◆ Text under study:
□ □ □ □ □ □ □
Published on 18/07/14 at 11:02am
Shire image

Shire has accepted a £32 billion takeover deal from AbbVie after months of rejections and uncertainty.

The firm, which is set to be called ‘New AbbVie’ and based in Jersey, will pay £32 billion ($54.8 billion) to buy the Irish-based speciality company.

New AbbVie, which became a standalone company itself in 2012 after it split from Abbott, says the acquisition will create more value for Shire than it would find on its own.

Shire’s board tends to agree and says in a statement that it believes the deal, which it rejected four times because the price was too low, is now in the interests of its shareholders.

Shire shareholders will receive cash and stock valued at £52.48 a share – a price that is 53% above Shire’s closing level on 2 May, before AbbVie made its first proposal to buy the company.

In a deal reminiscent of what Pfizer tried (and failed) to do with AstraZeneca earlier this year, the US group wants the merger so it can base its company in Ireland and the UK to shield offshore cash from higher US tax rates.
□ □ □ □ □ □ □
◆ Data excerpts:
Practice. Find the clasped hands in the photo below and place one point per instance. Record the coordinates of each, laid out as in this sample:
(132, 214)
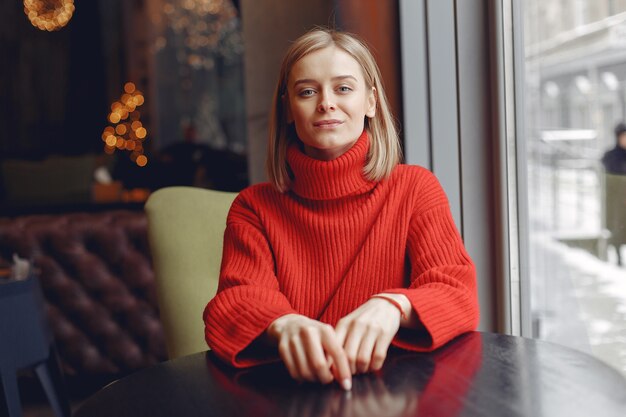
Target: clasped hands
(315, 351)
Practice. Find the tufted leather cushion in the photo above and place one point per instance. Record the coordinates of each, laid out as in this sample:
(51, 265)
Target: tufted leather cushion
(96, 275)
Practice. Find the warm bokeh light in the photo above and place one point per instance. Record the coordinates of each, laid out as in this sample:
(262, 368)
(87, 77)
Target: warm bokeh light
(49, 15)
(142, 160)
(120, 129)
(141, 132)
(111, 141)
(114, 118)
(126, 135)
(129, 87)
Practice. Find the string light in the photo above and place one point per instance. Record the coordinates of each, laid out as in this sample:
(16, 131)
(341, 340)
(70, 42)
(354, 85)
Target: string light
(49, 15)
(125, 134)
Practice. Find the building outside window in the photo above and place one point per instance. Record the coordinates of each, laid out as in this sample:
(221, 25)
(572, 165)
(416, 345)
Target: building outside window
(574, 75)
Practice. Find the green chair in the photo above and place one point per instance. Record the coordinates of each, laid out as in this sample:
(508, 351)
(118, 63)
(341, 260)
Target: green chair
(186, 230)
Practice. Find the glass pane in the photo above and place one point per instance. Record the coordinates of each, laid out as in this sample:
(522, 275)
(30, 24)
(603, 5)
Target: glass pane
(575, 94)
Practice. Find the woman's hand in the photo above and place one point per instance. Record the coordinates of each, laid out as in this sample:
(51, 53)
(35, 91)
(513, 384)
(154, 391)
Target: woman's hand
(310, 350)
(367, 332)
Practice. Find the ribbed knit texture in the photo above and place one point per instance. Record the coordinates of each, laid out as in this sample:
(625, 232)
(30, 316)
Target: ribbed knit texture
□ □ □ □ □ □ □
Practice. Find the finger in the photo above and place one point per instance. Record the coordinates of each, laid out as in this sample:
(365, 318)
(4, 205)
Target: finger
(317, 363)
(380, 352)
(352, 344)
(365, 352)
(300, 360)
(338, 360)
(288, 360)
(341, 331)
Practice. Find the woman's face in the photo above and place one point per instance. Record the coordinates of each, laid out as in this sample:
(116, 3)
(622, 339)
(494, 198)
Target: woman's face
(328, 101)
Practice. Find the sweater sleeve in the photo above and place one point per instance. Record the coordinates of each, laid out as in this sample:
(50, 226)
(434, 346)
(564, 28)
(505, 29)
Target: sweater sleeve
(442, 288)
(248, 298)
□ □ □ □ □ □ □
◆ Assigned task 1: List every money amount in pounds or dollars that the Shire takeover article gives. Give each distinct amount once.
◆ Assigned task 2: In the Shire takeover article, shorten the paragraph that begins "Shire shareholders will receive" to one sentence. Keep its main facts.
◆ Assigned task 3: According to the Shire takeover article, in what year did AbbVie split from Abbott to become a standalone company?

◆ Response box 1:
- £32 billion
- $54.8 billion
- £52.48 a share

◆ Response box 2: Shire shareholders will get cash and stock worth £52.48 a share, 53% above Shire's 2 May closing level, which came before AbbVie's first proposal.

◆ Response box 3: 2012